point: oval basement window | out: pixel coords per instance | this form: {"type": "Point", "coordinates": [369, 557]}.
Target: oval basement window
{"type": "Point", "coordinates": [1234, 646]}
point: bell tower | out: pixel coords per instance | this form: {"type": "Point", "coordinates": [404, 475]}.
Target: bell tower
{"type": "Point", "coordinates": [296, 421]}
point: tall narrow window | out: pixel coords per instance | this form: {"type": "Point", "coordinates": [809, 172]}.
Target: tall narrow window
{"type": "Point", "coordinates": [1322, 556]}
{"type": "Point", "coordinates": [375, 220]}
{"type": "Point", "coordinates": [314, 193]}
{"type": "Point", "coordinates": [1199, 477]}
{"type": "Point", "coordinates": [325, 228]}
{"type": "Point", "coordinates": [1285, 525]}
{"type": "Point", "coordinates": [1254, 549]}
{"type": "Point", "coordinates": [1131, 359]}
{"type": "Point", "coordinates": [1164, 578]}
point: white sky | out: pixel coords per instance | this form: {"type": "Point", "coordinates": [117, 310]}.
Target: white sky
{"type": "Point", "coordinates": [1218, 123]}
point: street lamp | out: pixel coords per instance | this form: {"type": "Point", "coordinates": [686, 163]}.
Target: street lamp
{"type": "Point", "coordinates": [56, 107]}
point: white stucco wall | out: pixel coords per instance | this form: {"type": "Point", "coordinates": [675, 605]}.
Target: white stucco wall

======

WHAT IS BEING ASKED = Output the data in full, precisely as it appears above.

WRITTEN REPLY =
point: oval basement window | out: pixel coords per instance | this form: {"type": "Point", "coordinates": [369, 557]}.
Target: oval basement window
{"type": "Point", "coordinates": [1234, 646]}
point: bell tower | out: pixel coords per instance | this form: {"type": "Point", "coordinates": [404, 475]}.
Target: bell tower
{"type": "Point", "coordinates": [296, 421]}
point: tall narrow window | out: pixel coords per instance | this form: {"type": "Point", "coordinates": [809, 172]}.
Target: tall narrow window
{"type": "Point", "coordinates": [1322, 556]}
{"type": "Point", "coordinates": [375, 220]}
{"type": "Point", "coordinates": [314, 193]}
{"type": "Point", "coordinates": [1199, 477]}
{"type": "Point", "coordinates": [325, 228]}
{"type": "Point", "coordinates": [1285, 525]}
{"type": "Point", "coordinates": [1254, 549]}
{"type": "Point", "coordinates": [1131, 359]}
{"type": "Point", "coordinates": [1164, 578]}
point: white sky | out: pixel coords per instance | this form: {"type": "Point", "coordinates": [117, 310]}.
Target: white sky
{"type": "Point", "coordinates": [1218, 123]}
point: street lamp | out: pixel coords per instance | this form: {"type": "Point", "coordinates": [686, 163]}.
Target: street lamp
{"type": "Point", "coordinates": [56, 107]}
point: white stucco wall | out: pixel coords per instance | this form: {"type": "Point", "coordinates": [675, 605]}.
Target: white stucco wall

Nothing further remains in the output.